_WHAT YOU ARE ASKED TO DO_: Give the items again from the line containing "Please segment every instance of the yellow" through the end, substituting "Outlines" for "Regions" and keeping everything else unchanged.

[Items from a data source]
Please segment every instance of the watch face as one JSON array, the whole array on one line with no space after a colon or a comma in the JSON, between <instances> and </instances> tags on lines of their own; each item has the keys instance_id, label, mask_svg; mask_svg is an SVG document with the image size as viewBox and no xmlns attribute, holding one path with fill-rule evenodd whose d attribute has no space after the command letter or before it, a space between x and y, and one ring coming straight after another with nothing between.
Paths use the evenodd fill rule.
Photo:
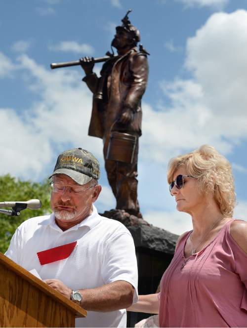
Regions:
<instances>
[{"instance_id":1,"label":"watch face","mask_svg":"<svg viewBox=\"0 0 247 328\"><path fill-rule=\"evenodd\" d=\"M73 294L73 299L75 301L81 301L82 299L82 295L79 291L75 291Z\"/></svg>"}]
</instances>

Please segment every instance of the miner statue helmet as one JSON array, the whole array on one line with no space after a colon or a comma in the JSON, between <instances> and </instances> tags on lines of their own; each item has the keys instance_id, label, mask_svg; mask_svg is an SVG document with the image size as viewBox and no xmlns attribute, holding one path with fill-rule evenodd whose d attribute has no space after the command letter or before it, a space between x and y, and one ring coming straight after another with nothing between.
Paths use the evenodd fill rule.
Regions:
<instances>
[{"instance_id":1,"label":"miner statue helmet","mask_svg":"<svg viewBox=\"0 0 247 328\"><path fill-rule=\"evenodd\" d=\"M130 39L133 40L133 42L136 44L141 41L140 31L135 26L131 24L128 17L128 14L132 11L132 9L129 9L124 18L122 19L123 24L121 26L117 26L116 30L117 32L124 31L127 32L130 36Z\"/></svg>"}]
</instances>

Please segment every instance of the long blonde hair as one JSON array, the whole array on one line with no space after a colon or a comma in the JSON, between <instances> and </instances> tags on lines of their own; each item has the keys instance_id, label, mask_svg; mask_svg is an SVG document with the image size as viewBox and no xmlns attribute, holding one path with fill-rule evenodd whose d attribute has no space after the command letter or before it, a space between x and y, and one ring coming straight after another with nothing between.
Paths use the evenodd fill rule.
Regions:
<instances>
[{"instance_id":1,"label":"long blonde hair","mask_svg":"<svg viewBox=\"0 0 247 328\"><path fill-rule=\"evenodd\" d=\"M232 166L225 157L208 145L174 157L168 164L168 183L181 166L188 174L197 178L202 192L213 193L214 199L225 216L232 216L236 203L234 181Z\"/></svg>"}]
</instances>

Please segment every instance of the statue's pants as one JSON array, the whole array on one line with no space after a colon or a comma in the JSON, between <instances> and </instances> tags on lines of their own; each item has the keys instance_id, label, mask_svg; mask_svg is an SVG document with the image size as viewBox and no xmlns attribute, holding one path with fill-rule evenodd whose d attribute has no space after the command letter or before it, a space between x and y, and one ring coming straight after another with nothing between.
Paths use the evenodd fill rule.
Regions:
<instances>
[{"instance_id":1,"label":"statue's pants","mask_svg":"<svg viewBox=\"0 0 247 328\"><path fill-rule=\"evenodd\" d=\"M105 167L108 181L117 201L116 208L137 215L140 207L137 200L137 158L138 139L131 164L107 160L109 138L103 139Z\"/></svg>"}]
</instances>

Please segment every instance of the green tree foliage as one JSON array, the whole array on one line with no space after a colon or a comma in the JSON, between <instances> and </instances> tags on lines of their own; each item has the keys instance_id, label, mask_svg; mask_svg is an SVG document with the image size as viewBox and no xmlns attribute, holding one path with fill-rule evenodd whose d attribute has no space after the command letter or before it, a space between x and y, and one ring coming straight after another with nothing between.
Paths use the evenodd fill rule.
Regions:
<instances>
[{"instance_id":1,"label":"green tree foliage","mask_svg":"<svg viewBox=\"0 0 247 328\"><path fill-rule=\"evenodd\" d=\"M4 253L7 250L16 228L22 222L30 217L50 213L50 191L48 180L32 182L21 181L9 174L0 176L0 202L26 202L30 199L38 199L42 203L40 208L24 209L19 216L9 216L0 213L0 251Z\"/></svg>"}]
</instances>

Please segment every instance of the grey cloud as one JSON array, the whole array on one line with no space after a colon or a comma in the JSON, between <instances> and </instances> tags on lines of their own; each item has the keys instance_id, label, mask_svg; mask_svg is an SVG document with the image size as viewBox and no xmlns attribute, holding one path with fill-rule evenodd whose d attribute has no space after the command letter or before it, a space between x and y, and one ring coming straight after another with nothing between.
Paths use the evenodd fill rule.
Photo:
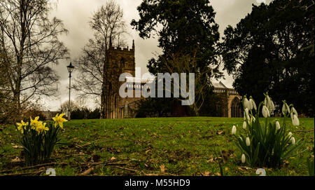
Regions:
<instances>
[{"instance_id":1,"label":"grey cloud","mask_svg":"<svg viewBox=\"0 0 315 190\"><path fill-rule=\"evenodd\" d=\"M155 53L160 52L158 48L157 39L144 40L141 39L136 31L130 25L132 19L138 19L139 15L136 7L140 5L141 0L117 0L123 9L125 19L127 25L129 35L126 36L127 42L131 47L132 39L136 45L136 67L141 68L141 72L147 72L146 63L149 59L155 57ZM77 57L81 49L86 44L88 39L92 38L93 33L90 29L88 22L93 13L97 8L106 4L106 0L59 0L57 9L52 12L52 16L62 20L69 33L60 39L69 49L71 59ZM258 4L255 0L210 0L216 12L216 21L219 25L221 36L225 28L231 25L234 26L242 18L245 17L251 10L251 4ZM60 95L57 100L49 101L47 107L51 110L59 109L60 103L68 100L69 78L66 66L71 60L61 60L60 64L54 67L60 76ZM74 76L76 72L74 72ZM233 79L225 76L225 80L221 80L227 86L232 87ZM72 93L74 95L74 93ZM71 95L71 99L75 95ZM48 101L47 101L48 102Z\"/></svg>"}]
</instances>

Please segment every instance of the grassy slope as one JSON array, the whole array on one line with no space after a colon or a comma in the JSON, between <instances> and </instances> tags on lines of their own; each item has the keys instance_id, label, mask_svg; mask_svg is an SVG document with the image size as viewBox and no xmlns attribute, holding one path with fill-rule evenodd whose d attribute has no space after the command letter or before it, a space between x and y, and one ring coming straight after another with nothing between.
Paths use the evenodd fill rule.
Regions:
<instances>
[{"instance_id":1,"label":"grassy slope","mask_svg":"<svg viewBox=\"0 0 315 190\"><path fill-rule=\"evenodd\" d=\"M241 164L239 152L230 134L232 125L238 125L239 133L242 118L210 117L73 120L65 123L65 130L60 136L65 144L57 147L52 159L66 165L46 168L56 168L57 175L76 175L89 168L82 163L111 159L122 164L99 165L89 175L217 175L220 172L218 157L224 151L230 153L224 156L227 159L222 163L225 175L256 175L257 168ZM288 123L288 131L291 131L296 140L305 142L303 149L306 151L288 159L282 169L266 168L267 175L307 175L306 159L314 151L314 133L298 131L314 130L314 119L300 118L301 125L298 128L293 127L290 121ZM15 128L5 127L0 132L0 170L13 169L8 173L38 170L21 170L19 168L23 167L22 162L13 162L17 156L20 157L22 149L17 144ZM99 156L100 160L97 156L91 160L93 155Z\"/></svg>"}]
</instances>

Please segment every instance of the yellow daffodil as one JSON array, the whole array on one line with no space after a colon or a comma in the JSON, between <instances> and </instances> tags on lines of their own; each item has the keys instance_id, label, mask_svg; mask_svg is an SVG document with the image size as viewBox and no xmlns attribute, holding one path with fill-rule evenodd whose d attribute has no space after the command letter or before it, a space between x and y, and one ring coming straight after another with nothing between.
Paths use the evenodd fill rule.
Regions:
<instances>
[{"instance_id":1,"label":"yellow daffodil","mask_svg":"<svg viewBox=\"0 0 315 190\"><path fill-rule=\"evenodd\" d=\"M66 119L65 119L64 118L62 118L63 116L64 116L64 114L61 114L60 115L59 115L58 114L57 114L56 116L52 118L52 119L55 121L55 127L56 127L57 125L59 125L60 126L60 128L63 128L64 127L64 121L67 121Z\"/></svg>"},{"instance_id":2,"label":"yellow daffodil","mask_svg":"<svg viewBox=\"0 0 315 190\"><path fill-rule=\"evenodd\" d=\"M41 133L42 132L43 132L44 133L46 133L47 130L49 130L49 128L48 127L46 126L46 123L43 123L42 121L39 121L38 122L38 125L36 126L36 128L35 129L37 133Z\"/></svg>"},{"instance_id":3,"label":"yellow daffodil","mask_svg":"<svg viewBox=\"0 0 315 190\"><path fill-rule=\"evenodd\" d=\"M29 122L24 123L23 120L22 120L21 123L16 123L16 125L18 125L18 130L23 133L25 130L25 127L29 125Z\"/></svg>"},{"instance_id":4,"label":"yellow daffodil","mask_svg":"<svg viewBox=\"0 0 315 190\"><path fill-rule=\"evenodd\" d=\"M38 125L40 125L40 121L38 121L39 116L36 117L34 120L31 117L31 129L36 129Z\"/></svg>"}]
</instances>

_FULL SOLUTION_:
Please segment every instance of the yellow daffodil as one JSON array, the whole array on one line with no space after a colon or a comma in the JSON, between <instances> and </instances> tags on lines of their own; each item has the keys instance_id, label, mask_svg; mask_svg is an SVG document with the image size as viewBox and no xmlns attribute, holding one path with fill-rule evenodd whose d attribute has no space after the command letter or before it, a space between x and y, and one ring coming straight after another with nothing between.
Paths use the evenodd fill rule.
Outlines:
<instances>
[{"instance_id":1,"label":"yellow daffodil","mask_svg":"<svg viewBox=\"0 0 315 190\"><path fill-rule=\"evenodd\" d=\"M66 119L65 119L64 118L62 118L63 116L64 116L64 114L61 114L60 115L59 115L58 114L57 114L56 116L52 118L52 119L55 121L55 127L56 127L57 125L59 125L60 126L60 128L63 128L64 127L64 121L67 121Z\"/></svg>"},{"instance_id":2,"label":"yellow daffodil","mask_svg":"<svg viewBox=\"0 0 315 190\"><path fill-rule=\"evenodd\" d=\"M41 133L42 132L43 132L44 133L46 133L47 130L49 130L49 128L48 127L46 126L46 123L43 123L42 121L39 121L38 122L38 125L36 126L36 128L35 129L37 133Z\"/></svg>"},{"instance_id":3,"label":"yellow daffodil","mask_svg":"<svg viewBox=\"0 0 315 190\"><path fill-rule=\"evenodd\" d=\"M29 122L24 123L23 120L22 120L21 123L16 123L16 125L18 125L18 130L23 133L25 130L25 127L29 125Z\"/></svg>"},{"instance_id":4,"label":"yellow daffodil","mask_svg":"<svg viewBox=\"0 0 315 190\"><path fill-rule=\"evenodd\" d=\"M38 125L40 125L40 121L38 121L39 116L36 117L34 120L31 117L31 129L36 129Z\"/></svg>"}]
</instances>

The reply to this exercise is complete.